### OBJECTIVE
Report every line of the listing below that contains the word "wheel", copying each one in full.

### Point placement records
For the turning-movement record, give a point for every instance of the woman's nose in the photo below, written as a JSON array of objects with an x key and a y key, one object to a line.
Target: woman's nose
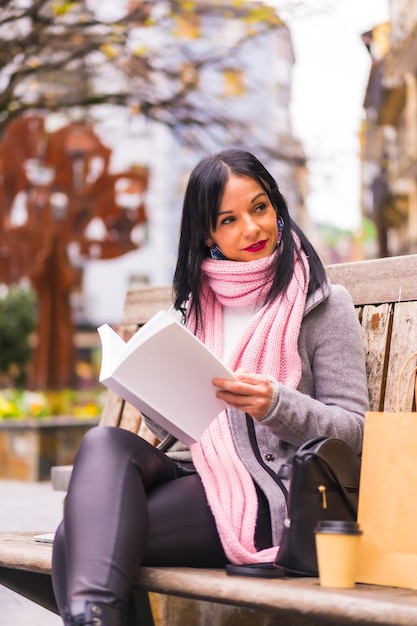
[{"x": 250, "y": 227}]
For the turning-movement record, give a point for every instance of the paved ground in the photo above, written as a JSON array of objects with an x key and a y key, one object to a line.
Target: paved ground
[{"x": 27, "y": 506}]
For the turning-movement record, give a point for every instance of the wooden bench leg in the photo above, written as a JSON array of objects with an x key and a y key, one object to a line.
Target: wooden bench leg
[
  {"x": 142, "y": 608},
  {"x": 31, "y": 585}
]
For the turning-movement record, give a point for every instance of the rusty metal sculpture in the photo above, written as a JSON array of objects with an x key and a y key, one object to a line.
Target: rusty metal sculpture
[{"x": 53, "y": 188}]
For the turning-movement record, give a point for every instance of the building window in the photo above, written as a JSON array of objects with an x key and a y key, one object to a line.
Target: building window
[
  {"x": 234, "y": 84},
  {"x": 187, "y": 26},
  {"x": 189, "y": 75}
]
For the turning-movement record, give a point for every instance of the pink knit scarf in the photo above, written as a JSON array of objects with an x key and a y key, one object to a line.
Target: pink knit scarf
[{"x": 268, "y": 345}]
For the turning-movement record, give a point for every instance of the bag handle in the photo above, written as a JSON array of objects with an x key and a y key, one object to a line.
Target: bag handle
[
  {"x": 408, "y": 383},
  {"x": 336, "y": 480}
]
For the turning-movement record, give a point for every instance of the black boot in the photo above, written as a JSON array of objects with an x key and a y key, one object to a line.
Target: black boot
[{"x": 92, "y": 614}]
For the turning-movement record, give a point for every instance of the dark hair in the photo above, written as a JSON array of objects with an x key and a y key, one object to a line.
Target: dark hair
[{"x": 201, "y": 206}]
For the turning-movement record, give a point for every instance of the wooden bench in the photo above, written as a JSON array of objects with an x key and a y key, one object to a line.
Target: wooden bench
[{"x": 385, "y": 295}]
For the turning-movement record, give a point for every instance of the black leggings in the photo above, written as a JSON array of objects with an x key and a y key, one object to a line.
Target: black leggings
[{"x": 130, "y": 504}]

==

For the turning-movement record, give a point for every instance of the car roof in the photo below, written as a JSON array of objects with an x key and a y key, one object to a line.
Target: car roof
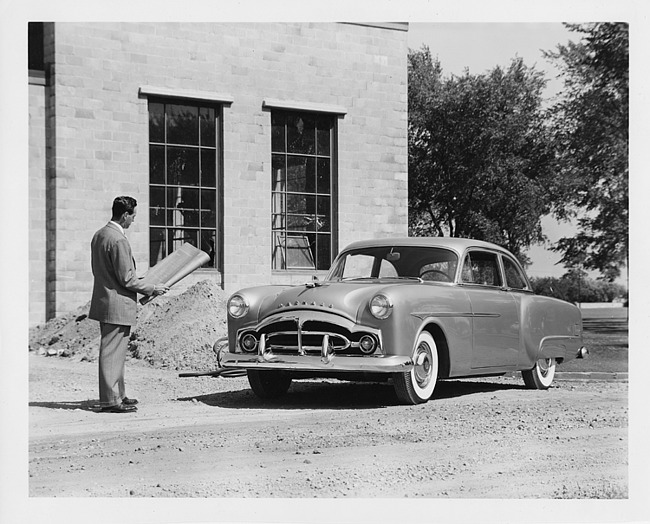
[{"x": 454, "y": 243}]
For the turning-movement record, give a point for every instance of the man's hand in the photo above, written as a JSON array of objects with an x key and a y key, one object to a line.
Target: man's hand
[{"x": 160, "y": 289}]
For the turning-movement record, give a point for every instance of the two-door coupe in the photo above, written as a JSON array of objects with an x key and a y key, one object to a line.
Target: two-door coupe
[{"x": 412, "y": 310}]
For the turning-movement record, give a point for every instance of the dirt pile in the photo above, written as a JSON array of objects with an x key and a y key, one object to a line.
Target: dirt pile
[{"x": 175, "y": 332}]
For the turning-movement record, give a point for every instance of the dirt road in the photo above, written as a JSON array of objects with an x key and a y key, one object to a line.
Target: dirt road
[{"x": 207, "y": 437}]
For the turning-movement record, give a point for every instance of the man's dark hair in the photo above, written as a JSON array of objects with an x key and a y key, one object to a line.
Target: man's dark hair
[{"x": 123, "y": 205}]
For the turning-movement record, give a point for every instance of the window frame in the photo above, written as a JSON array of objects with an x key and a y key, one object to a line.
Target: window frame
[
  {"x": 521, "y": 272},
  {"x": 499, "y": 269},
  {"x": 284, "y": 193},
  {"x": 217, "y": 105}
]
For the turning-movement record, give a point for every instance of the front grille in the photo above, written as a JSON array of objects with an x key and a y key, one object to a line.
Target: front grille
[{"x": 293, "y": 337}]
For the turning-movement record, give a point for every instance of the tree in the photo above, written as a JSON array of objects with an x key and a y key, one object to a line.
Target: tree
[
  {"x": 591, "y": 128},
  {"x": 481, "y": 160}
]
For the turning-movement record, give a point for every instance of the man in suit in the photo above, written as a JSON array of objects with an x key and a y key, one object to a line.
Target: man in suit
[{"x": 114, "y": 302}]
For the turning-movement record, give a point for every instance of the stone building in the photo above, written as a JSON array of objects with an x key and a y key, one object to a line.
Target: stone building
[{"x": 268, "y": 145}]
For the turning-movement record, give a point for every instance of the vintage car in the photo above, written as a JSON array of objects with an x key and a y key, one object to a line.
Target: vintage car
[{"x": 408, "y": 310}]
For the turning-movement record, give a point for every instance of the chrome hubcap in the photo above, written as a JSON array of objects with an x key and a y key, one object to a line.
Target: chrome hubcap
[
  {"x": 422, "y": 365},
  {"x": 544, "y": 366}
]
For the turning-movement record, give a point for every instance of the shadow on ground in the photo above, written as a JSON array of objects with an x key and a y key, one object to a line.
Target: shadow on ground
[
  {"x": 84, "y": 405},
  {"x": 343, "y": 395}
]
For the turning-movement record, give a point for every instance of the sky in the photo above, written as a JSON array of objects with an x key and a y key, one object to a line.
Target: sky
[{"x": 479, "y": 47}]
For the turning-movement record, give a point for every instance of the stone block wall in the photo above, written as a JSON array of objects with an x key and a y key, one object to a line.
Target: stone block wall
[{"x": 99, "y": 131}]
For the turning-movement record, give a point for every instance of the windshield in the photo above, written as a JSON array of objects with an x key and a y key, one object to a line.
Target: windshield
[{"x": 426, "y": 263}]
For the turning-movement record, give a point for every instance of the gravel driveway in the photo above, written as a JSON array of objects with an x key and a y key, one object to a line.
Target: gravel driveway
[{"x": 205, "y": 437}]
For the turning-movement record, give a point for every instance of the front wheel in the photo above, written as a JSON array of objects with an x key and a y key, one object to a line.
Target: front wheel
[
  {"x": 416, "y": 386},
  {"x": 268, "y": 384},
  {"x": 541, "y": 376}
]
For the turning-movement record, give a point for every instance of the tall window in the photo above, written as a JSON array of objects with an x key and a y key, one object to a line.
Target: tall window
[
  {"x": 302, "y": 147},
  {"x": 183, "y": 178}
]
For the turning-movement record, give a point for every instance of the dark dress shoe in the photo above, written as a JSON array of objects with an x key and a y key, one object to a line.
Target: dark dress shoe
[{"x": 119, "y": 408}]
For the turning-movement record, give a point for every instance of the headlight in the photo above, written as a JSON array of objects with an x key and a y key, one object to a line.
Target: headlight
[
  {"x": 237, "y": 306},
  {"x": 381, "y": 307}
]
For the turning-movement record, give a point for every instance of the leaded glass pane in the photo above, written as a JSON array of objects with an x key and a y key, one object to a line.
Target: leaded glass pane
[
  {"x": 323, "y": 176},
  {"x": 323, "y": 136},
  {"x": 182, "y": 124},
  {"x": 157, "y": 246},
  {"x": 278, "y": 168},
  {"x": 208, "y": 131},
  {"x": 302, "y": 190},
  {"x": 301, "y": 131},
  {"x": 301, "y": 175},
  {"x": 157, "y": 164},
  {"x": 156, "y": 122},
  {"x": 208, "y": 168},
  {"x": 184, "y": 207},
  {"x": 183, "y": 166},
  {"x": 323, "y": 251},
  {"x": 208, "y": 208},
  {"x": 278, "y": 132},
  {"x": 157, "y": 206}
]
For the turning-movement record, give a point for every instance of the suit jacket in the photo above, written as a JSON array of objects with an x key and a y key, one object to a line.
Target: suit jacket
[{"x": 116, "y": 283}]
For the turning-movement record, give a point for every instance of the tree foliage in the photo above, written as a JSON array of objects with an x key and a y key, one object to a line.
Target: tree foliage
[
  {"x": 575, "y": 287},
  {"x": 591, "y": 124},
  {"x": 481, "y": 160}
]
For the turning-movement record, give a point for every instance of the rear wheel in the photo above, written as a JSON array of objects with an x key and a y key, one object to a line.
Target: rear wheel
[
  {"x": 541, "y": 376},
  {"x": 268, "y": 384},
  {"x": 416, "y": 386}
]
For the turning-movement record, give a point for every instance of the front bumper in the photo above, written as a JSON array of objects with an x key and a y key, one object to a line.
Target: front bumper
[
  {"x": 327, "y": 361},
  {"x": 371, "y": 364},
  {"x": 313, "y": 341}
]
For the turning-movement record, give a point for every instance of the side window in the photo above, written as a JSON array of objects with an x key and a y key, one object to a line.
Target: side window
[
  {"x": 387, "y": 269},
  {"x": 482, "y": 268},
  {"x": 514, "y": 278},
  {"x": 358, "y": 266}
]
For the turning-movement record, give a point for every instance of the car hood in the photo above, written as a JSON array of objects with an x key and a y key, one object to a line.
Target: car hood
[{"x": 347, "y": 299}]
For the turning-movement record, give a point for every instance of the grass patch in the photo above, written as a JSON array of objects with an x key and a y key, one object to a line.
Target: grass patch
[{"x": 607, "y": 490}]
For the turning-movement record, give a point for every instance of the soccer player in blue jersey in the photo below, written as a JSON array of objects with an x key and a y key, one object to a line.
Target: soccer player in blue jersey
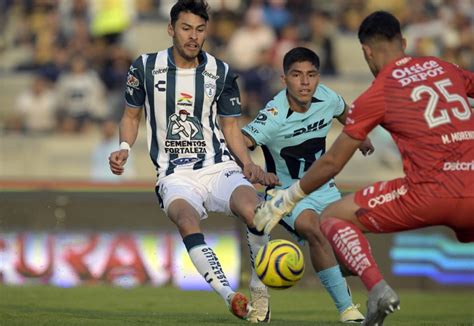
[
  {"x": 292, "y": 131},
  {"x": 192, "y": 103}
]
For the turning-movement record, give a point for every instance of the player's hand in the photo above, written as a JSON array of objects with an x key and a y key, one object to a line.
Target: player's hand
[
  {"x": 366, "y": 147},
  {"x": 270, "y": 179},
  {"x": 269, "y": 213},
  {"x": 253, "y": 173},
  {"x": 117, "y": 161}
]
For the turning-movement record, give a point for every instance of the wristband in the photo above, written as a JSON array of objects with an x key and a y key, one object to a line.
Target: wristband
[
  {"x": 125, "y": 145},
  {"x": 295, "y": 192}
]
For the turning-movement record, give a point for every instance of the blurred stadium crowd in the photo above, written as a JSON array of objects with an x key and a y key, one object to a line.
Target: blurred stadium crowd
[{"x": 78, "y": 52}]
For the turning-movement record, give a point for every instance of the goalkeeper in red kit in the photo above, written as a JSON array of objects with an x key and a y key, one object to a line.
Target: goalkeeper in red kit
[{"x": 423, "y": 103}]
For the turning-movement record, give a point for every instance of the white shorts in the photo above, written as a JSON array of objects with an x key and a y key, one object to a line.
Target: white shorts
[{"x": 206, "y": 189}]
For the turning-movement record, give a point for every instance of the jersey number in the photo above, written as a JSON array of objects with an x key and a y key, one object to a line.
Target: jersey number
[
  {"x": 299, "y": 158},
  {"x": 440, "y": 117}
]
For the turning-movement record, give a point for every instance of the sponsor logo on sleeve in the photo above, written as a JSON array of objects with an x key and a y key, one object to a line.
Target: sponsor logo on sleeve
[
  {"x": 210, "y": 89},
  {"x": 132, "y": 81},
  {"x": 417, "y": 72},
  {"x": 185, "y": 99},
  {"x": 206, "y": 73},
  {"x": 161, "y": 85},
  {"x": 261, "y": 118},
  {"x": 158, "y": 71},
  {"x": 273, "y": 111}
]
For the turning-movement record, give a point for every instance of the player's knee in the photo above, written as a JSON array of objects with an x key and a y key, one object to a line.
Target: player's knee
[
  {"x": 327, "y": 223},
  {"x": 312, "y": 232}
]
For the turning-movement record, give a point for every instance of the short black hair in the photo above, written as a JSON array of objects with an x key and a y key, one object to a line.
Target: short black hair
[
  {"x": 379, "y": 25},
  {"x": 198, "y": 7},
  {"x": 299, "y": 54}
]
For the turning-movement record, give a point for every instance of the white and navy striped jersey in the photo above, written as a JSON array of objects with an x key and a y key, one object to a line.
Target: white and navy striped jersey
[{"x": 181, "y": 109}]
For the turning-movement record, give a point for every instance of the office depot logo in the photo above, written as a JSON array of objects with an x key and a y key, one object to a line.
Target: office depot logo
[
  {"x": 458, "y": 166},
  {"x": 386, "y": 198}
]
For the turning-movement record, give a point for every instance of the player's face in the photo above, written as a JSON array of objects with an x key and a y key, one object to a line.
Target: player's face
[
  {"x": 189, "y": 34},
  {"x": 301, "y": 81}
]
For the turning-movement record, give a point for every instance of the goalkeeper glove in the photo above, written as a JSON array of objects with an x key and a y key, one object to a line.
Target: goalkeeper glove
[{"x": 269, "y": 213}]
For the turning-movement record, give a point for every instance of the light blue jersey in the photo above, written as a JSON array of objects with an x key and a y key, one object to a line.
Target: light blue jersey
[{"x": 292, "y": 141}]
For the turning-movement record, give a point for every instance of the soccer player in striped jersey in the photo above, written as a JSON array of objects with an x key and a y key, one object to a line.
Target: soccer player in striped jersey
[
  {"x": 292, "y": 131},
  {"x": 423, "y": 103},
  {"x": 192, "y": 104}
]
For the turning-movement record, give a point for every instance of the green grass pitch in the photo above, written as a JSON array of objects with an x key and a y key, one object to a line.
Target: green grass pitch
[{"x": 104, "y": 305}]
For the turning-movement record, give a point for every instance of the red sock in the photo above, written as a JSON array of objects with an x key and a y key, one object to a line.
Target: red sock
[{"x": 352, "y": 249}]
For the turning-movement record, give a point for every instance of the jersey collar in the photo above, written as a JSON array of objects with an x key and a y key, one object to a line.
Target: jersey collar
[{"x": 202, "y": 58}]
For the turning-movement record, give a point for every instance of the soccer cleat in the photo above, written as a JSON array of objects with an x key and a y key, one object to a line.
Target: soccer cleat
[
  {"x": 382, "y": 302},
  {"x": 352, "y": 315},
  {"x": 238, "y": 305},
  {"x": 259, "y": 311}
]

### THE SOLUTION
For the turning-movement record, give a point for every instance of the front wheel in the photo above, written as a JSON array of objects with an x key and a y key, one object to a line.
Target: front wheel
For the turning-movement record, give a point for every instance of the rear wheel in the photo above, written as a JSON array of objects with an x key and a y key, one object to a line.
Target: rear wheel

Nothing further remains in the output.